SUPPLIED ENTRIES:

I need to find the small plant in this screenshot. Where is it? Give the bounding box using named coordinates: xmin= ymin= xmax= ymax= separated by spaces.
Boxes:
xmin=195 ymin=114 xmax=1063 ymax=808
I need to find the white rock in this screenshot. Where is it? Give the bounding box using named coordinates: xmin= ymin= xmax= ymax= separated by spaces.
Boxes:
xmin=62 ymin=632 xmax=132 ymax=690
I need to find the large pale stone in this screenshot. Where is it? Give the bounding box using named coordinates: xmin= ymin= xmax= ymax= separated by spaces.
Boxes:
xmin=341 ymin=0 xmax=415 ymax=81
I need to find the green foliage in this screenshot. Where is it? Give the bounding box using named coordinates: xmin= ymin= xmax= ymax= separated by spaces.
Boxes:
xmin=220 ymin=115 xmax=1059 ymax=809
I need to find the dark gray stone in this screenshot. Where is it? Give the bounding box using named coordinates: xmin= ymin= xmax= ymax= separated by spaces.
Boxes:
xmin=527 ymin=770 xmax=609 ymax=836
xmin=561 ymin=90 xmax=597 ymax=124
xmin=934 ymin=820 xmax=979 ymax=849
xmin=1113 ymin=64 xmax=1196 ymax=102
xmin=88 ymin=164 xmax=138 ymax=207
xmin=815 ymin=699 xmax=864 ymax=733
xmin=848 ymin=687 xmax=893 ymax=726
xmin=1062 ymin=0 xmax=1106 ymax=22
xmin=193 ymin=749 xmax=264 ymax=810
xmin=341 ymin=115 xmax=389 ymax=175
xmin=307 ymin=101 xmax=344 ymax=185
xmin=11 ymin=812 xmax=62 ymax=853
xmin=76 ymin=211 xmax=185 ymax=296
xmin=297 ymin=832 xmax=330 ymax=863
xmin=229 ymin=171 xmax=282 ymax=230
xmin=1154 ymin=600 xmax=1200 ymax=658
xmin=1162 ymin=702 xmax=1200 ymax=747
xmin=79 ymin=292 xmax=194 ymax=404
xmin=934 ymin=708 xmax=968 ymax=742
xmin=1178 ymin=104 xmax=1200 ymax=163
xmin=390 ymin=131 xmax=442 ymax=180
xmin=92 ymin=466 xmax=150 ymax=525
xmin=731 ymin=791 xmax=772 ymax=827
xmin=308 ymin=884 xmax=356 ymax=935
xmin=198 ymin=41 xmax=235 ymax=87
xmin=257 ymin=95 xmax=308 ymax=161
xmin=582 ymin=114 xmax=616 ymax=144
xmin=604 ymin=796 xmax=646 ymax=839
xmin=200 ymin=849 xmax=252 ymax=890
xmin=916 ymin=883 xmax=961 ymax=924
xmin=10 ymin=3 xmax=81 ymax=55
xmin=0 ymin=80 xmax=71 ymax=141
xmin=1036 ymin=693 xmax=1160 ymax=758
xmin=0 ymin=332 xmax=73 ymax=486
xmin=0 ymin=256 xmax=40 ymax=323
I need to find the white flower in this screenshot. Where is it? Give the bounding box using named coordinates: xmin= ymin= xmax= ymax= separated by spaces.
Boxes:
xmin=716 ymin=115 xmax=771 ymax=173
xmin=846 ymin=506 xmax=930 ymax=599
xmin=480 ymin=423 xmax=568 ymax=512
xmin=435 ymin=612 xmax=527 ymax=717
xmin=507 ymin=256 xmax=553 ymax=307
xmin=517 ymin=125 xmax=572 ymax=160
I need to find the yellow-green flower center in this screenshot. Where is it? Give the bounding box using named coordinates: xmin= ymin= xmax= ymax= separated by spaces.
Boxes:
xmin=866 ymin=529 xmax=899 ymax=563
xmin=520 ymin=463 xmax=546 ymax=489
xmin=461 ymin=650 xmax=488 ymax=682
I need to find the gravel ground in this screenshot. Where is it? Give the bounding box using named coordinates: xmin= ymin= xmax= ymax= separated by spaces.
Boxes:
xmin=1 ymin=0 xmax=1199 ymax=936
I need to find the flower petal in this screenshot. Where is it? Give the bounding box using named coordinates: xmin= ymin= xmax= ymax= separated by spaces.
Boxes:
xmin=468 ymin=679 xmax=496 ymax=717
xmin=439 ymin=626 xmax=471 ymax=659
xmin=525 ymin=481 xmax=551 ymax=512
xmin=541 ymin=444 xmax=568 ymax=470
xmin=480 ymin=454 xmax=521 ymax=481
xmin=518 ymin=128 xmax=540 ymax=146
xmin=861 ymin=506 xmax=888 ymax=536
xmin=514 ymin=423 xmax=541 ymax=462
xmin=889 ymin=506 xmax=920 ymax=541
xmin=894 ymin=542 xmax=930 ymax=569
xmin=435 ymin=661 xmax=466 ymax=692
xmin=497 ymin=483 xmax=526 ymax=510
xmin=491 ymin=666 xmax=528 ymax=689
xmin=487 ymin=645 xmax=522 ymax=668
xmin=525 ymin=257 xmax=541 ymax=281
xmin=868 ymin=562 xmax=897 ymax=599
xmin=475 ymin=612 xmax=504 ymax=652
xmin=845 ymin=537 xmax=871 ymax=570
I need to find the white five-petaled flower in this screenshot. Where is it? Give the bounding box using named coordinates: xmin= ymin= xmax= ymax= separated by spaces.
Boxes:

EXERCISE INSTRUCTIONS: Check each line of the records for the word "green", and show the lines that contain it.

ANSWER BOX:
I need to find the green foliage in this screenshot. Where is it? Give the bounding box using named coordinates: xmin= ymin= xmax= ymax= separated by spaces.
I need to find the yellow-green flower center in this screenshot. Where is it? Give the bounding box using named coordinates: xmin= ymin= xmax= ymax= separated by spaces.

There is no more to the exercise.